- Task to complete
Take the line that contains "Each instance of the dust" and each line after it in the material below, and transcribe them exactly, stopping at the end.

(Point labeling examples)
— START —
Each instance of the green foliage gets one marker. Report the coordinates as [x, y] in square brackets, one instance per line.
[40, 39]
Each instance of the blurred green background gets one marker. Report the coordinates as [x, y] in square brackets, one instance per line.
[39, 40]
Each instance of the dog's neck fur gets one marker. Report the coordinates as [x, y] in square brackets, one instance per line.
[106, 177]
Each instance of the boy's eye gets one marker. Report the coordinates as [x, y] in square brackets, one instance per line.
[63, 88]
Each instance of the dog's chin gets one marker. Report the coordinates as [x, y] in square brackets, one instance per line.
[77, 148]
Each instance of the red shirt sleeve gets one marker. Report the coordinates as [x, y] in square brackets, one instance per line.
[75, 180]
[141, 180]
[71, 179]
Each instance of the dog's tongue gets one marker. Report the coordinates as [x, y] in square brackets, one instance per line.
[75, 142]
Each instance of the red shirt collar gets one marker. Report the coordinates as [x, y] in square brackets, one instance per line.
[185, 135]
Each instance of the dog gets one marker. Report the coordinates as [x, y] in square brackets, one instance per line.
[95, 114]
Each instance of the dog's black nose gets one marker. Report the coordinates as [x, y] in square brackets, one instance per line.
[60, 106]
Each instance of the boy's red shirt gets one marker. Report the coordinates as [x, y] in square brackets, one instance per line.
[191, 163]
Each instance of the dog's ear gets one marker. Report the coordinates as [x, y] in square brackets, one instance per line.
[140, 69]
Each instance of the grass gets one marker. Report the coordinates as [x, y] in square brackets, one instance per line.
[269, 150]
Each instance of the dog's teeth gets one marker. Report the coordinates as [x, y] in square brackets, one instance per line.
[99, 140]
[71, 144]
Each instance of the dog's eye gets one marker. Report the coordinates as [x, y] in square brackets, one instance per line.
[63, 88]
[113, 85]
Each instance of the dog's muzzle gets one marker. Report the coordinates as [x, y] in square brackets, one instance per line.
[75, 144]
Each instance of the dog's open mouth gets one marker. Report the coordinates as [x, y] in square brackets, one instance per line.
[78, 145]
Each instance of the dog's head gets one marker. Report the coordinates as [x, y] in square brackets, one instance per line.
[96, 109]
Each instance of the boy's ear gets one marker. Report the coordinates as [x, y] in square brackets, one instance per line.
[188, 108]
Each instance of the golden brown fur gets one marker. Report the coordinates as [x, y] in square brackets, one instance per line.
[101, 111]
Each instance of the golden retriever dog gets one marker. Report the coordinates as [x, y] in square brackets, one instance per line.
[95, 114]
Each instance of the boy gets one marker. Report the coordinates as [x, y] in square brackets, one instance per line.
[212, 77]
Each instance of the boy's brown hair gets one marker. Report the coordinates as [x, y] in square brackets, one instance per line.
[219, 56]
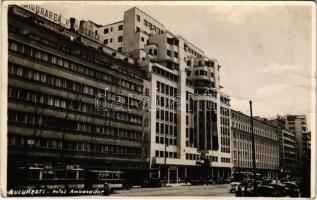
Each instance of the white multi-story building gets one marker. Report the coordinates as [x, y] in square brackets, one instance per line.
[297, 125]
[190, 116]
[266, 145]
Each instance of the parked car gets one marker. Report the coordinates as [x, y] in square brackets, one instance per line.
[228, 180]
[234, 187]
[198, 181]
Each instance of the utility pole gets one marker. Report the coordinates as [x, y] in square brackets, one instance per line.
[253, 149]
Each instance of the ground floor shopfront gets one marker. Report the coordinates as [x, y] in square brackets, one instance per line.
[177, 174]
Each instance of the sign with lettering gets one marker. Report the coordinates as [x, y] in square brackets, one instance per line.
[43, 12]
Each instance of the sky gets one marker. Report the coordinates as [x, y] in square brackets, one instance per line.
[265, 51]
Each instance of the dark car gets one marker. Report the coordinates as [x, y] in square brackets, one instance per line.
[279, 190]
[264, 191]
[211, 182]
[292, 189]
[153, 182]
[234, 187]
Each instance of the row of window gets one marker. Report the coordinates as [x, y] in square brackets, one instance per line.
[225, 149]
[225, 141]
[166, 116]
[167, 154]
[153, 52]
[168, 141]
[164, 73]
[224, 111]
[50, 100]
[203, 73]
[110, 29]
[72, 145]
[165, 102]
[56, 81]
[106, 41]
[56, 60]
[193, 52]
[60, 45]
[71, 125]
[270, 133]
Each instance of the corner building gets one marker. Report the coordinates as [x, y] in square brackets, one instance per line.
[267, 145]
[55, 72]
[190, 116]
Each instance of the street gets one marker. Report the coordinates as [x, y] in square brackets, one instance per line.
[179, 190]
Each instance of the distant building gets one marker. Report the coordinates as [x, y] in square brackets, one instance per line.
[266, 145]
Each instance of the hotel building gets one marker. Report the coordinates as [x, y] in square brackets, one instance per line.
[55, 71]
[297, 125]
[190, 116]
[287, 140]
[266, 145]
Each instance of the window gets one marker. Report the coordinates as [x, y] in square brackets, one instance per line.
[168, 52]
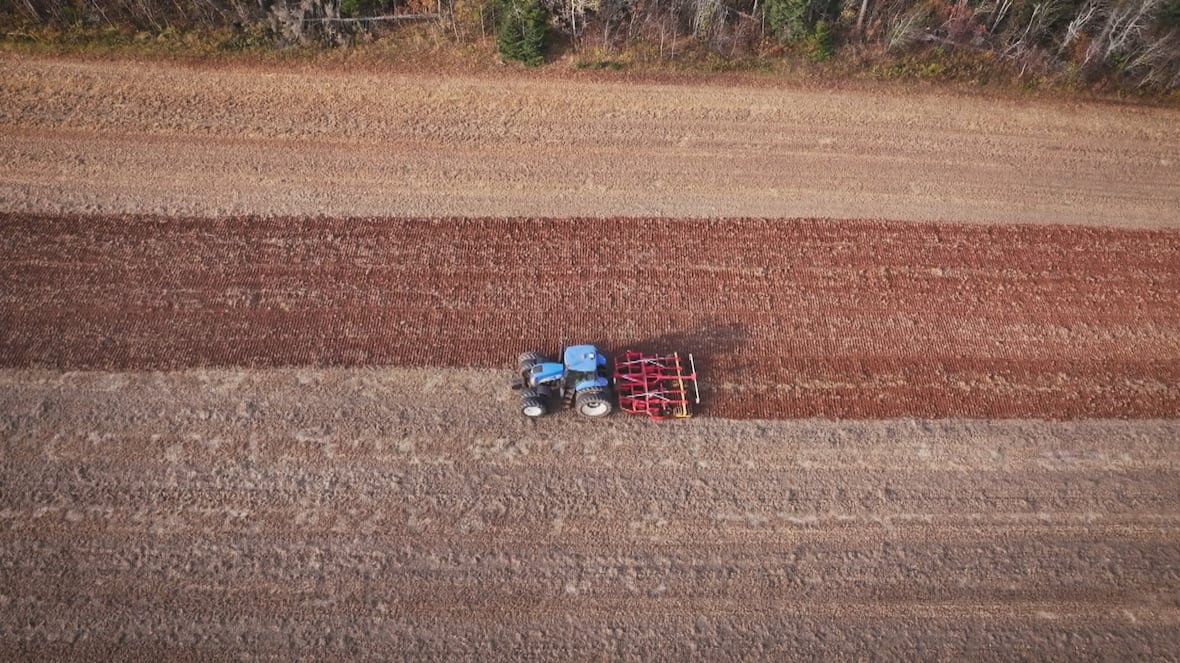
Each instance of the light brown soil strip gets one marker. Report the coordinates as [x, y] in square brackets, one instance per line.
[367, 513]
[794, 317]
[163, 138]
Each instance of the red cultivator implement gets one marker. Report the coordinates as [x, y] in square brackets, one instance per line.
[655, 385]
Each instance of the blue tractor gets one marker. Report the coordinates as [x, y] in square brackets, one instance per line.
[581, 381]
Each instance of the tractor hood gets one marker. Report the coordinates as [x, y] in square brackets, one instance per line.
[582, 359]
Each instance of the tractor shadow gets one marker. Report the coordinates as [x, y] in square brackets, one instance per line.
[710, 345]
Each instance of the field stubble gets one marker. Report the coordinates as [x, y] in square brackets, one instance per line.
[361, 512]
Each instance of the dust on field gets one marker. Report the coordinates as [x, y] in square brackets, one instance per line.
[361, 512]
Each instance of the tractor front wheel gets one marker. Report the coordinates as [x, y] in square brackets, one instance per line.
[594, 401]
[533, 404]
[528, 360]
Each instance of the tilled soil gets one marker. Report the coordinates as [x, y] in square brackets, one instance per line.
[163, 138]
[377, 513]
[787, 319]
[170, 491]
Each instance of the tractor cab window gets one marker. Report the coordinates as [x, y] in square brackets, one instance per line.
[575, 376]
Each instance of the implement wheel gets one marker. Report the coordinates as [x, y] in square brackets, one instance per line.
[594, 401]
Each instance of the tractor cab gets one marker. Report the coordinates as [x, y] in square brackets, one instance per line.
[584, 367]
[579, 381]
— END —
- Output for this exercise
Each instance of the dust on field gets one marker. Report the coordinates as [x, y] in square brackets, one instance per line.
[361, 512]
Each instance of the tractor front wheel gets one marker. Report the coordinates as [x, y] in square brackets, one instance per line.
[594, 401]
[533, 404]
[528, 360]
Each instance of the tilled soil gets one marker. Report the coordinates as [x, y] in square brackets, one instance per line.
[163, 138]
[377, 513]
[787, 319]
[170, 491]
Each instance of the tractor cab window gets one marker. Report the coordinates as [x, y] in square brackets, one instance per line.
[575, 376]
Each instance of the implement wheel gets one marker. Report the coordinates as [x, y] in square brackets, one instance per line.
[594, 401]
Each instance of the tractor cab gets one marker. Report the coordinates as [x, y] in square brackets, one instance per line.
[584, 367]
[579, 381]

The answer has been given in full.